**Exercise aim:**
Render the lines of the listing from the line with "Target: man in dark suit" to the line with "[390,88,433,144]", both included, as a numbered list with blank lines left out.
## Start Records shown
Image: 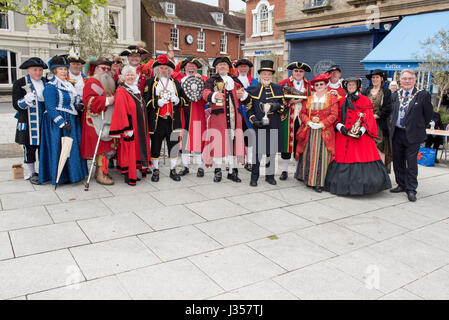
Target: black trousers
[393,128,420,192]
[23,144,39,163]
[150,118,179,159]
[281,118,299,160]
[251,153,276,181]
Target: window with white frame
[170,27,179,50]
[0,50,17,85]
[197,31,206,51]
[165,2,176,16]
[220,33,228,54]
[251,0,274,37]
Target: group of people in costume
[13,46,430,201]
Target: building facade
[141,0,245,75]
[276,0,449,81]
[0,0,141,93]
[243,0,286,77]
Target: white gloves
[170,96,179,104]
[24,92,36,105]
[307,121,323,130]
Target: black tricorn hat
[180,57,203,69]
[234,59,253,68]
[19,57,48,69]
[212,57,232,69]
[120,45,149,56]
[366,69,387,81]
[257,60,276,74]
[326,64,341,73]
[287,61,312,72]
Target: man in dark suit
[390,69,433,202]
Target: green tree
[418,29,449,111]
[0,0,108,27]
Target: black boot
[228,168,242,182]
[279,171,288,181]
[214,169,222,182]
[151,169,159,182]
[170,169,181,181]
[196,168,204,178]
[178,167,190,177]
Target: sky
[191,0,246,11]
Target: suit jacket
[390,88,433,144]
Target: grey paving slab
[244,209,314,234]
[296,222,375,254]
[0,250,85,299]
[0,206,53,231]
[135,205,205,230]
[0,232,14,260]
[273,263,383,300]
[117,259,223,300]
[0,189,61,210]
[189,245,285,297]
[70,237,160,280]
[196,217,272,246]
[10,222,89,257]
[46,199,112,223]
[139,226,222,261]
[186,199,250,221]
[28,277,131,300]
[78,213,153,242]
[210,280,298,300]
[248,233,336,271]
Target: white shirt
[69,71,84,97]
[31,79,44,101]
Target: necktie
[399,91,409,127]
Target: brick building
[242,0,285,80]
[141,0,245,74]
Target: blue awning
[361,11,449,71]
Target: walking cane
[84,111,105,191]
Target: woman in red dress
[325,78,391,195]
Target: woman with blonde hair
[109,66,150,186]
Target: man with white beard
[81,57,116,185]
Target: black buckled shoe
[228,168,242,182]
[196,168,204,178]
[178,167,190,177]
[170,169,181,181]
[214,169,223,182]
[390,186,405,193]
[151,169,159,182]
[265,176,277,186]
[279,171,288,181]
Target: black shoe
[390,186,405,193]
[407,191,416,202]
[170,169,181,181]
[228,168,242,182]
[30,172,40,185]
[279,171,288,181]
[214,169,222,182]
[151,169,159,182]
[178,167,190,177]
[265,177,277,186]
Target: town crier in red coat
[81,58,115,185]
[177,57,207,178]
[325,78,391,195]
[203,57,250,182]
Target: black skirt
[324,160,391,196]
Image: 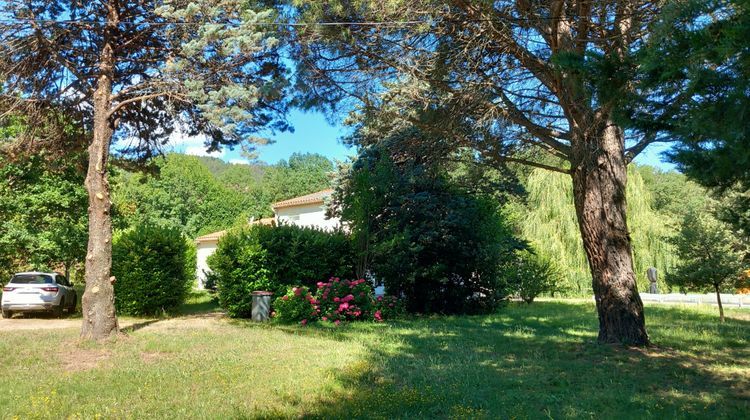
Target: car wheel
[68,293,78,314]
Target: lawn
[0,296,750,418]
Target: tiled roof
[271,188,333,209]
[195,230,227,244]
[195,217,276,244]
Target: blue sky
[173,110,674,170]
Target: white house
[195,189,341,289]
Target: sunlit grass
[0,296,750,418]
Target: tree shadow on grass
[274,302,750,418]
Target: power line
[0,13,642,27]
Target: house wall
[195,204,341,289]
[276,204,341,230]
[195,241,218,289]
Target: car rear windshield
[10,274,52,284]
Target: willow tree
[0,0,288,339]
[295,0,656,345]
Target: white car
[0,271,77,318]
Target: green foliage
[113,153,332,238]
[0,152,88,278]
[112,225,195,315]
[208,228,274,318]
[627,0,750,189]
[667,213,744,292]
[250,225,354,287]
[262,153,334,203]
[335,145,520,313]
[113,154,243,238]
[511,167,682,296]
[503,250,562,304]
[208,225,354,317]
[274,277,405,325]
[314,277,383,324]
[273,286,320,324]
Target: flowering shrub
[315,277,373,323]
[274,277,405,325]
[372,296,406,322]
[273,287,320,325]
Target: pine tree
[0,0,288,339]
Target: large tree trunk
[572,121,649,346]
[81,4,119,340]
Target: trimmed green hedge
[112,225,196,315]
[208,225,354,317]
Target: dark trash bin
[251,291,273,322]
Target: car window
[10,274,53,284]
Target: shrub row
[208,225,354,317]
[273,278,404,325]
[112,225,196,315]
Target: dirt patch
[62,348,112,372]
[0,312,224,333]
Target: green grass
[0,296,750,418]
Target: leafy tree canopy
[625,0,750,189]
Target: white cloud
[169,130,206,148]
[184,145,226,159]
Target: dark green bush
[503,250,560,303]
[208,226,354,317]
[334,143,522,313]
[112,225,195,315]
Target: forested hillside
[113,153,334,238]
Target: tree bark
[571,119,649,346]
[81,3,119,340]
[714,284,724,322]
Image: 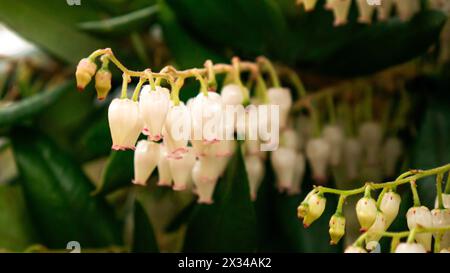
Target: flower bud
[356,194,377,232]
[395,243,427,253]
[245,155,264,201]
[323,125,344,166]
[139,85,170,141]
[406,206,433,251]
[270,147,296,191]
[383,137,402,177]
[344,246,367,253]
[95,69,112,100]
[297,0,317,11]
[329,213,345,245]
[133,140,160,186]
[220,84,244,105]
[108,98,143,150]
[366,211,386,250]
[431,209,450,249]
[303,193,327,228]
[169,148,195,191]
[356,0,375,24]
[75,58,97,91]
[267,87,292,129]
[192,160,217,204]
[380,191,401,229]
[329,0,352,26]
[288,153,306,195]
[306,138,330,183]
[358,122,383,165]
[377,0,394,21]
[344,138,362,180]
[158,144,172,187]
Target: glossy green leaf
[95,150,134,194]
[158,0,229,68]
[0,81,71,127]
[11,128,122,249]
[0,185,38,251]
[184,144,258,252]
[78,6,158,34]
[131,197,159,253]
[0,0,107,63]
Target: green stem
[436,173,444,209]
[409,180,420,207]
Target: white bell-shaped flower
[394,0,420,21]
[356,197,378,232]
[306,138,331,183]
[245,155,264,201]
[132,140,160,186]
[190,92,224,141]
[270,147,297,191]
[431,209,450,249]
[322,125,345,166]
[383,137,403,177]
[163,102,191,158]
[169,148,195,191]
[366,211,386,250]
[406,206,433,251]
[328,0,352,26]
[356,0,375,24]
[395,243,427,253]
[380,191,401,228]
[192,160,217,204]
[343,138,362,180]
[288,152,306,195]
[267,87,292,129]
[297,0,317,11]
[358,122,383,165]
[158,145,172,187]
[108,98,143,150]
[377,0,394,21]
[344,246,367,253]
[139,85,170,141]
[220,83,245,105]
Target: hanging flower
[139,85,170,141]
[108,98,143,150]
[192,160,217,204]
[356,194,377,232]
[270,147,296,191]
[158,144,172,187]
[380,191,401,228]
[133,140,160,186]
[328,213,345,245]
[75,58,97,91]
[344,138,362,180]
[395,243,427,253]
[303,193,327,228]
[245,155,264,201]
[406,206,433,251]
[323,125,344,166]
[306,138,330,183]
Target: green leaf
[0,81,71,127]
[95,151,134,194]
[159,0,223,68]
[132,197,159,253]
[0,0,106,64]
[184,144,258,252]
[78,5,158,34]
[11,128,122,249]
[0,185,37,251]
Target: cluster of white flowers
[297,0,432,26]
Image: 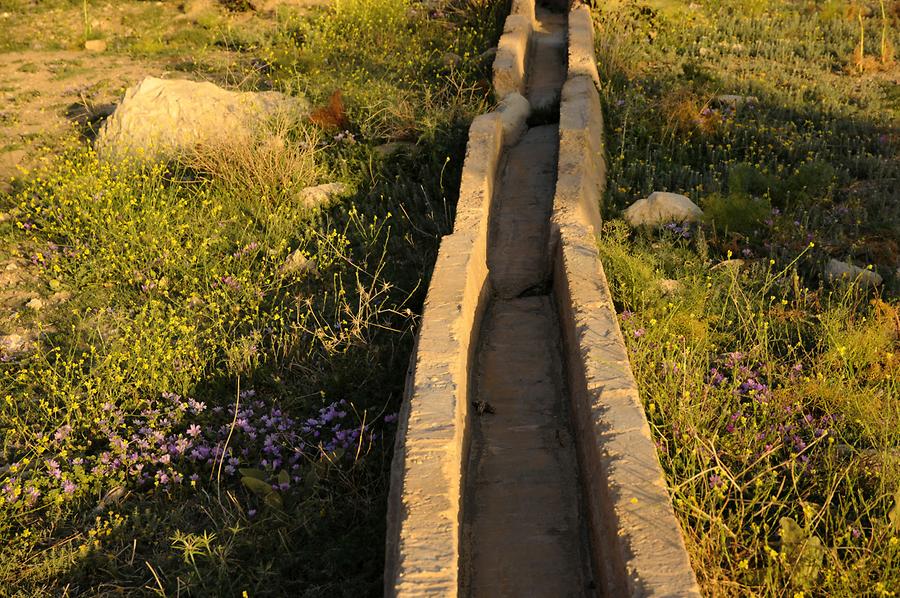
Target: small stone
[497,92,531,145]
[281,249,316,274]
[659,278,684,295]
[84,39,106,52]
[713,93,759,108]
[441,52,462,68]
[298,183,350,210]
[825,259,883,287]
[48,291,72,305]
[374,141,416,158]
[625,191,703,227]
[712,258,744,270]
[0,332,35,355]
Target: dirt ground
[0,0,328,192]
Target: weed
[595,2,900,596]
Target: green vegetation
[0,0,506,596]
[595,0,900,597]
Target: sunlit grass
[0,0,503,596]
[595,2,900,597]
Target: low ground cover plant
[0,0,505,596]
[594,1,900,596]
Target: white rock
[825,259,882,287]
[0,331,35,355]
[298,183,350,209]
[281,249,316,274]
[497,92,531,145]
[84,39,106,52]
[711,258,744,270]
[659,278,684,295]
[373,141,416,158]
[96,77,309,160]
[714,93,759,108]
[625,191,703,226]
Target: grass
[0,0,505,596]
[595,0,900,597]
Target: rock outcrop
[95,77,309,160]
[625,191,703,226]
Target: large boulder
[95,77,309,160]
[625,191,703,226]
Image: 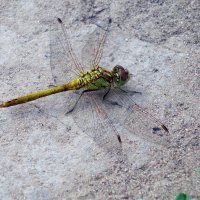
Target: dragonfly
[0,18,169,154]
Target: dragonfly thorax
[112,65,130,87]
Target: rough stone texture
[0,0,200,200]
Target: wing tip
[161,124,169,133]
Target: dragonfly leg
[66,89,98,115]
[119,88,142,95]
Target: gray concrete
[0,0,200,200]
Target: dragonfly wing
[103,89,170,146]
[82,19,111,67]
[50,17,81,85]
[69,91,121,156]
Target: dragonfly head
[112,65,130,87]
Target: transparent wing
[82,18,112,69]
[50,18,83,85]
[69,91,121,156]
[103,89,170,146]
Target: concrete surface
[0,0,200,200]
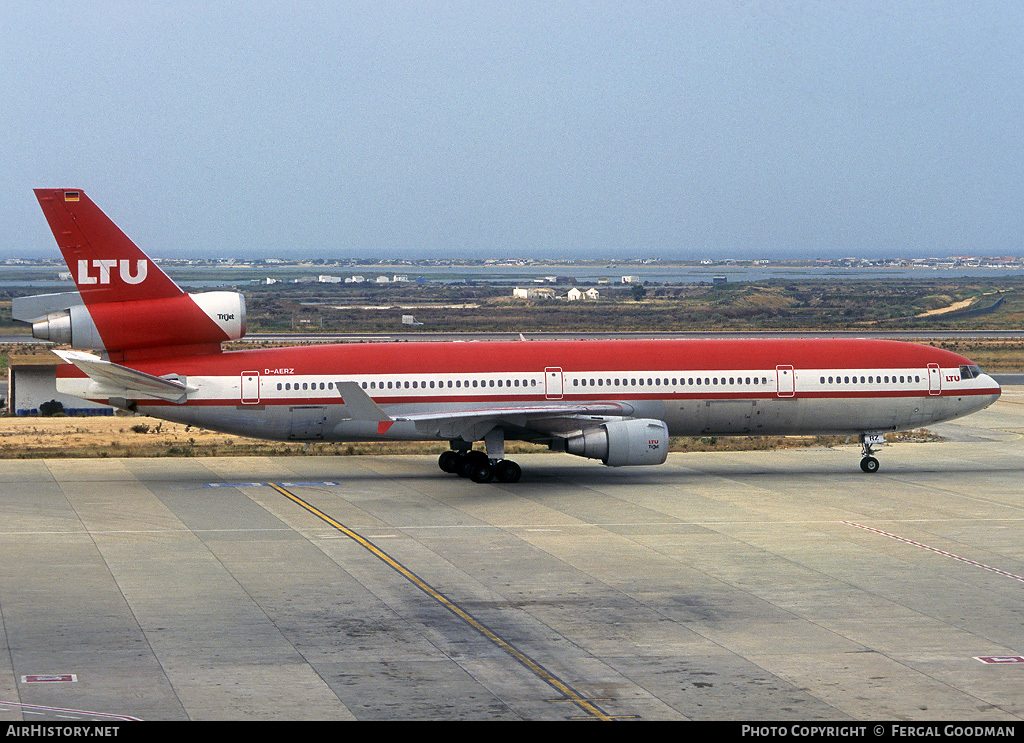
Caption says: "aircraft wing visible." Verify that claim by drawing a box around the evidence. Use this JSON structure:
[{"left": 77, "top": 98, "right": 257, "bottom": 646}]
[{"left": 53, "top": 351, "right": 196, "bottom": 403}]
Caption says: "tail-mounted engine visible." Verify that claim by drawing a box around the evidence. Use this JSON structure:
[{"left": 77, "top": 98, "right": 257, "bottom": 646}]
[
  {"left": 12, "top": 292, "right": 246, "bottom": 351},
  {"left": 565, "top": 419, "right": 669, "bottom": 467}
]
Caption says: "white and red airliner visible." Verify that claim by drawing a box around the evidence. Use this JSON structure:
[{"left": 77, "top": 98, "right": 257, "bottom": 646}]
[{"left": 14, "top": 188, "right": 999, "bottom": 482}]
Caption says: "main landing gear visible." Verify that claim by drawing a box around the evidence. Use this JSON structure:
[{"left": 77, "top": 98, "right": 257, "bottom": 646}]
[
  {"left": 860, "top": 434, "right": 886, "bottom": 475},
  {"left": 437, "top": 449, "right": 522, "bottom": 482}
]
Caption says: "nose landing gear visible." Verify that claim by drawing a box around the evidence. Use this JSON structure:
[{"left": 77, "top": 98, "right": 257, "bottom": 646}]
[{"left": 860, "top": 434, "right": 886, "bottom": 475}]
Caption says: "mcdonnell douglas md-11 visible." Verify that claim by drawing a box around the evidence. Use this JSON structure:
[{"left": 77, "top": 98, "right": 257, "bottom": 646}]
[{"left": 14, "top": 188, "right": 999, "bottom": 482}]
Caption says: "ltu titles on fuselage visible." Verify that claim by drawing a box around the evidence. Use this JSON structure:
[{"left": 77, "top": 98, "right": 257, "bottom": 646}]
[{"left": 13, "top": 188, "right": 1000, "bottom": 483}]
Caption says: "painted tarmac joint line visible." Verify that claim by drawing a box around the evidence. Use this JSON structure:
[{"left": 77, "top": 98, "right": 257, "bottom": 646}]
[{"left": 265, "top": 482, "right": 620, "bottom": 720}]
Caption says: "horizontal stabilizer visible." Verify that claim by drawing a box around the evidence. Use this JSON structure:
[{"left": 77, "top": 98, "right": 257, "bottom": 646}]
[
  {"left": 53, "top": 351, "right": 196, "bottom": 403},
  {"left": 10, "top": 292, "right": 84, "bottom": 322}
]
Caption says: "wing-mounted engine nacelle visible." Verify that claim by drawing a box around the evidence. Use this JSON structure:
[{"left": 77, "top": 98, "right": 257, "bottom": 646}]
[
  {"left": 565, "top": 419, "right": 669, "bottom": 467},
  {"left": 23, "top": 292, "right": 246, "bottom": 351}
]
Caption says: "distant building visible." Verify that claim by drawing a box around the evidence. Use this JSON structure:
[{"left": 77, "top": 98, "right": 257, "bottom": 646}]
[
  {"left": 512, "top": 287, "right": 555, "bottom": 299},
  {"left": 7, "top": 351, "right": 114, "bottom": 416}
]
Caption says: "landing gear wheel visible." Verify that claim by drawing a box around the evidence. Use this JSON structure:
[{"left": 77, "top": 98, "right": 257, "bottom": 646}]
[
  {"left": 860, "top": 456, "right": 879, "bottom": 474},
  {"left": 437, "top": 450, "right": 460, "bottom": 475},
  {"left": 469, "top": 461, "right": 495, "bottom": 483},
  {"left": 455, "top": 449, "right": 490, "bottom": 478},
  {"left": 495, "top": 460, "right": 522, "bottom": 483}
]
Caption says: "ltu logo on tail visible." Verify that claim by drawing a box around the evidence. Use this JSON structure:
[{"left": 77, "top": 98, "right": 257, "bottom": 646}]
[{"left": 78, "top": 259, "right": 150, "bottom": 285}]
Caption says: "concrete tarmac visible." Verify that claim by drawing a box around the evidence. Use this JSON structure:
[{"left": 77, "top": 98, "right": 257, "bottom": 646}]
[{"left": 0, "top": 388, "right": 1024, "bottom": 722}]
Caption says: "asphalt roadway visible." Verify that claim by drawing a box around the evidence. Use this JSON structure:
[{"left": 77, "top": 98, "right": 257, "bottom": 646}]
[{"left": 0, "top": 388, "right": 1024, "bottom": 723}]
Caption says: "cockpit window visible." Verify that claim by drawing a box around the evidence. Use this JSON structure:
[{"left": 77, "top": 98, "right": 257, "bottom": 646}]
[{"left": 961, "top": 363, "right": 981, "bottom": 380}]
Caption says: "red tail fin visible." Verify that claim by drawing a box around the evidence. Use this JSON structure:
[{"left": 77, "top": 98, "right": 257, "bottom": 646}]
[{"left": 36, "top": 188, "right": 183, "bottom": 306}]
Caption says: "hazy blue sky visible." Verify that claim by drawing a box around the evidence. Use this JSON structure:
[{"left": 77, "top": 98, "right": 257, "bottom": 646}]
[{"left": 0, "top": 0, "right": 1024, "bottom": 258}]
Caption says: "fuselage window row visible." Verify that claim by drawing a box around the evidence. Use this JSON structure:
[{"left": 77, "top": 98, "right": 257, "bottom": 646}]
## End Records shown
**The reply:**
1. Target: man in dark suit
2. [390,69,433,202]
3. Target: green tree
4. [418,29,449,111]
5. [0,0,108,27]
6. Target: black boot
7. [228,168,242,182]
8. [279,171,288,181]
9. [214,169,222,182]
10. [151,169,159,182]
11. [170,169,181,181]
12. [196,168,204,178]
13. [178,167,190,177]
14. Target: sky
15. [191,0,246,11]
16. Target: suit jacket
17. [390,88,433,144]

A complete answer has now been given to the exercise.